__TASK ITEM__: Pull each line containing "construction" from the data.

Start of RECORDS FOR THIS EXERCISE

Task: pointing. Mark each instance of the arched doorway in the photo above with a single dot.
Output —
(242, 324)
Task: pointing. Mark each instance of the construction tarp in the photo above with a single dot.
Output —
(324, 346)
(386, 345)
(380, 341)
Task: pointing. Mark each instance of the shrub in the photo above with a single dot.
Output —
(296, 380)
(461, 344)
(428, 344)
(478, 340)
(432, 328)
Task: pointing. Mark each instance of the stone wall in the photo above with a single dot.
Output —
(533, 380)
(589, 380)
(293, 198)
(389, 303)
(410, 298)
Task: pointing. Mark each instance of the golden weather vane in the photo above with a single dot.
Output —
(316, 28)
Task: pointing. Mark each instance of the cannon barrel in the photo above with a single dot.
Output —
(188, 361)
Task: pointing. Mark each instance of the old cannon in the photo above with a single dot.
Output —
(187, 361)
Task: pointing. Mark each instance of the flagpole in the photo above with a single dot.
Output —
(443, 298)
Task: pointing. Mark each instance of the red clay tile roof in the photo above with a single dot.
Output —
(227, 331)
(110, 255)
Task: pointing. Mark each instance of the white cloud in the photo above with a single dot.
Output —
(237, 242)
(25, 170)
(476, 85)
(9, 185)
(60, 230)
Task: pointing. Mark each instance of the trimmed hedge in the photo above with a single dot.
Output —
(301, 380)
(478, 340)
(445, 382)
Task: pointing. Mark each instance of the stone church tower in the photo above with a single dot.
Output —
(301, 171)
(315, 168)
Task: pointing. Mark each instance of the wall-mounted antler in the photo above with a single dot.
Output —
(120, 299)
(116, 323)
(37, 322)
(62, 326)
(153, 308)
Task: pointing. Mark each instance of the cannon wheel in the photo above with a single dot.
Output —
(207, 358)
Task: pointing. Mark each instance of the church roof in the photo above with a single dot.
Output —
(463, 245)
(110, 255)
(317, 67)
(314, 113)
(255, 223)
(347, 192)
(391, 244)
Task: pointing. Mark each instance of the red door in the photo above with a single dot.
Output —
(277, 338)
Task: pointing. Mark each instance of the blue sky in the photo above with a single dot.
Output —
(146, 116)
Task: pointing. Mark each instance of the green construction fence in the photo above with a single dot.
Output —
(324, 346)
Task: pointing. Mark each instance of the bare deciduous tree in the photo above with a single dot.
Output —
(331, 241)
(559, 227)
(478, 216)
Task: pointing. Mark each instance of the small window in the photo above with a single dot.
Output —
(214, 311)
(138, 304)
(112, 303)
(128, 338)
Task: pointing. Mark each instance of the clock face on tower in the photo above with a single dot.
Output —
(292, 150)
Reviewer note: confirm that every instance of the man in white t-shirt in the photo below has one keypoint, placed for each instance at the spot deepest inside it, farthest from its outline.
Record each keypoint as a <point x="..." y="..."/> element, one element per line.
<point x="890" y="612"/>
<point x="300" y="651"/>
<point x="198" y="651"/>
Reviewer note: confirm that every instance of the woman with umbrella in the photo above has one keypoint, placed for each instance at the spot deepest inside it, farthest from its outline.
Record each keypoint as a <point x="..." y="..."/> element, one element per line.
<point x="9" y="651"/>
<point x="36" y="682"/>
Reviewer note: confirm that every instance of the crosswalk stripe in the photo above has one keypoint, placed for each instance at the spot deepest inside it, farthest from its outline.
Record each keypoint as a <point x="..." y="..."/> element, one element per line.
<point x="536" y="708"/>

End of RECORDS FOR THIS EXERCISE

__OUTPUT__:
Task: pointing. Mark each instance of the construction tarp in the photo above with a single dot.
Task: pointing. Mark each instance of the green construction fence in the photo above with a single dot.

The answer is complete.